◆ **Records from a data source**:
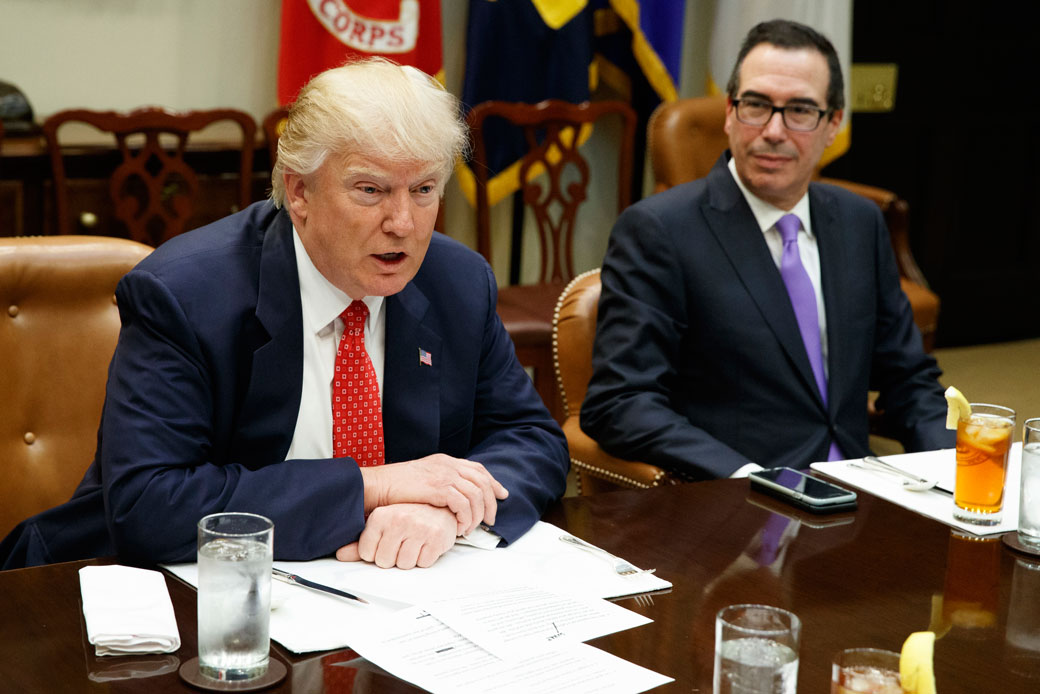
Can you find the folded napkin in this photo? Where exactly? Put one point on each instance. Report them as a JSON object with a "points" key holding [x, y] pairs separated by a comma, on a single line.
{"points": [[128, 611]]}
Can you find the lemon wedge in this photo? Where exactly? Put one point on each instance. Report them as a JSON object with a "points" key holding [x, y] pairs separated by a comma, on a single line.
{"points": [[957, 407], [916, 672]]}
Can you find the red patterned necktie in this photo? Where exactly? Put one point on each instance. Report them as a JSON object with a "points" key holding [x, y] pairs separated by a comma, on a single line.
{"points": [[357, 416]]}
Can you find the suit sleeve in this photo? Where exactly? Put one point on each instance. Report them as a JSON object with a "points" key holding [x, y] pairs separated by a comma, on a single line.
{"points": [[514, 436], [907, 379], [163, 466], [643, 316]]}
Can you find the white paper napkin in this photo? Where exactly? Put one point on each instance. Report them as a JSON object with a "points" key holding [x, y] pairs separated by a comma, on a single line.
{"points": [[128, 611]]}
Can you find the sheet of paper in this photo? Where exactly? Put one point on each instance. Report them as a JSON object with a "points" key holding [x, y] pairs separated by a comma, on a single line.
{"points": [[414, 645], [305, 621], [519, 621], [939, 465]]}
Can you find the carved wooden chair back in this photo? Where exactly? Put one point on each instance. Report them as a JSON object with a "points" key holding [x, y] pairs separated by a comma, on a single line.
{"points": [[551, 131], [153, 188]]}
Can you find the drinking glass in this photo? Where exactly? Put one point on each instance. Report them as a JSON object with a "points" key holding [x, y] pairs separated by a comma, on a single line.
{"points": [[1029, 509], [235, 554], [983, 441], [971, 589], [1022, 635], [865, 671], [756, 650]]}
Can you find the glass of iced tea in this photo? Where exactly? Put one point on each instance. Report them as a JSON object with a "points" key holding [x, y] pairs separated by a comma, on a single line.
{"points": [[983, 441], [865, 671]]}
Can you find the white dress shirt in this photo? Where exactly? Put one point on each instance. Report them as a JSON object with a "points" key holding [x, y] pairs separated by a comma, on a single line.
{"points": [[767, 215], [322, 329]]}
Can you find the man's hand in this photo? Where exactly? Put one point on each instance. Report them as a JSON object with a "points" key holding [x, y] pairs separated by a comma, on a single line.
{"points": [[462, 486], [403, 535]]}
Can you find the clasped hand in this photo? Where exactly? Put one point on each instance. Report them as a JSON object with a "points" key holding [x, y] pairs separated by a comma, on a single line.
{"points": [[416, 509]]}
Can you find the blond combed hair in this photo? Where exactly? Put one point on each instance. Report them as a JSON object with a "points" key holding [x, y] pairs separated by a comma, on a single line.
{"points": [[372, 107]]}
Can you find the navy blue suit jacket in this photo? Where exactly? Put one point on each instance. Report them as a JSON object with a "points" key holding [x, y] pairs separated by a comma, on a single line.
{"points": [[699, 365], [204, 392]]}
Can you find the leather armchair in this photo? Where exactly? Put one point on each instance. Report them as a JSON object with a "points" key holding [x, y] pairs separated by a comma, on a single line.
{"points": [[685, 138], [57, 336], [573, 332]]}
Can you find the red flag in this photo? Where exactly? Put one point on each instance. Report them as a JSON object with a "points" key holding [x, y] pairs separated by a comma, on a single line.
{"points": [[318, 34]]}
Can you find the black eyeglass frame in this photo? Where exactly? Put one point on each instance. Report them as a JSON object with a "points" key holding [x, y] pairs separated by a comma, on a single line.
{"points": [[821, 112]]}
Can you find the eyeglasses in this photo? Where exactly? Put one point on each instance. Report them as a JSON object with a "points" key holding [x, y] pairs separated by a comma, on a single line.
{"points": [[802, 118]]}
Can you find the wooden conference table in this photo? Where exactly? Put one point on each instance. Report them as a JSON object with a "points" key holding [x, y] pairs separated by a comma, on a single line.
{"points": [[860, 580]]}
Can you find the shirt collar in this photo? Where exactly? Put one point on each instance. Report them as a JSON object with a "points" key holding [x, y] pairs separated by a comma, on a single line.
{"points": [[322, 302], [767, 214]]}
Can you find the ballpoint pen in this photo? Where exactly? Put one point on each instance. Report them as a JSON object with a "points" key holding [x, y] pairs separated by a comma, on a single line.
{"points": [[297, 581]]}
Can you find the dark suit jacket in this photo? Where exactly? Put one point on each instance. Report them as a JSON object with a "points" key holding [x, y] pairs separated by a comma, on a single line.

◆ **GOAL OF THE EXERCISE**: Without the pictures, retype the whole of the material above exactly.

◆ **SOLUTION TO THIS EXERCISE**:
Can you find the folded napkin in this photo? Where exactly? Put one point on each instance. Report them as a JSON object with a "points" key holding [x, y] pairs separated by a comma, on a single line.
{"points": [[128, 611]]}
Can you find the lemon wedge in this photo? Where exactly? Put one point on each instance. Report them as a JSON object with a "points" key holding [x, y] pairs separated by a comma, on a single line.
{"points": [[957, 407], [916, 672]]}
Can you find the red patterned necktie in this photo? Where exactly? Put one point on each instance. Report them as a JSON object with a "points" key holding [x, y] pairs separated by a comma, on a single line.
{"points": [[357, 416]]}
Can you find the suit sleeve in this photo? Where exactly? Put one point on each instance. Report them as a JSON object with a "points" key holding [x, y] pairs separated by a comma, on a single line.
{"points": [[514, 436], [907, 379], [163, 466], [643, 316]]}
Can you find the white paper napkin in this photo? Where exactly? Put one point on each instance. Report them as a JSON object with a "points" key holding [x, y] pairs separated by a comma, on a single line.
{"points": [[128, 611]]}
Can you find the sheet of paper in this photo? Where exactly? Put one point on each instance. Report them as a JSON object with a "points" key holding [x, y] pairs separated by a comma, on a single line.
{"points": [[414, 645], [305, 621], [519, 621], [939, 465]]}
Can you find the carved wooden chair back in this photo? Where exactly? Put one point on each instance. Report them as a JSON object with a "points" key holding [x, y] pairs separated by a comma, on a single line.
{"points": [[551, 131], [153, 188]]}
Can you find the drinking glass in this photo? Where exactly? Put one point on each instance. Report them as a JSON object with a "points" key holding [x, y] pairs separated by a comma, on a single line.
{"points": [[1029, 509], [235, 554], [983, 441], [971, 589], [1022, 635], [865, 671], [756, 650]]}
Can you find the glass of iced tea in this photo? Where exactly? Put one point on each instance. Report them as a JSON object with a "points" key holding [x, y] pairs separated by a comma, on a single line.
{"points": [[983, 441], [865, 671]]}
Can you find the white dress shirt in this photo? Where exactly? Put one point on each instance. Report them as a JSON object with a "points" key holding [x, y] pairs separated by a comma, on a single line.
{"points": [[767, 215], [322, 329]]}
Can you find the man's hand in this photo? Where exactly? Put one point on each instance. Report them as a JSON object with a "points" key holding [x, y] pairs separated by a comma, on a single line.
{"points": [[462, 486], [403, 535]]}
Can you find the clasped hand in this photo? Where exactly? Put one point on each instance. Report them as a JSON object with a "points" key holding [x, y] pairs separated by a comma, on a single line.
{"points": [[416, 509]]}
Can you find the blond combed hair in this photo? Where exactly? Put one point on each instance. Report them as a JSON object with a "points" key holding [x, y] pairs separated by a comma, on a single line.
{"points": [[372, 107]]}
Can you find the navy blue suit jacket in this photo? Where exactly? Put one point on each instance. Report them as a JSON object with a "points" key holding [x, y] pairs separated by a comma, on a single line.
{"points": [[699, 365], [204, 392]]}
Can you find the leather armchair in this photo? Where exactly? Put one point on each instance. Report them as a JSON object with a "points" key holding [x, y] pairs separated by a comma, on a single line.
{"points": [[685, 138], [57, 336], [573, 332]]}
Can you find the red flag in this photo? Where exactly? Put one point on each instance. Report them as a JSON object with a "points" key holding [x, y] pairs separated by a comma, on a single line.
{"points": [[318, 34]]}
Can you find the black eyeglass frame in this photo? Where exactly? Put one point on each instance. Report them as a JSON object with a "points" key holding [x, y] pairs separated by a comma, on a single line.
{"points": [[821, 112]]}
Can you find the eyeglasses in this photo? Where exactly? Put one point on each instance. Report them as a JSON object with a "points" key holding [x, y] pairs separated by a comma, on a single line.
{"points": [[802, 118]]}
Can you find the wooden conference table in this photo? Where exactly? Put one point on each instance. Report them as a JSON object with a "points" key holding [x, y] pairs separated by a comma, on a single line.
{"points": [[860, 580]]}
Can you find the shirt collar in this photo? Where exactly? Put one point on each instance. Report them as a JSON object with a "points" key holding [x, y] pairs separated by a comma, on a single line.
{"points": [[322, 302], [767, 214]]}
Can you find the ballpoint pen in this photo? Where exactly? Put one point on each instance. Report them as a JSON object with a "points" key holding [x, y] pairs separated by a comma, on a single line.
{"points": [[297, 581]]}
Can you find the dark suit jacket in this photo? Where exactly? Put one point on each instance. Report them as a JSON object with a "points" key holding [x, y] pairs separated by a comma, on a single line.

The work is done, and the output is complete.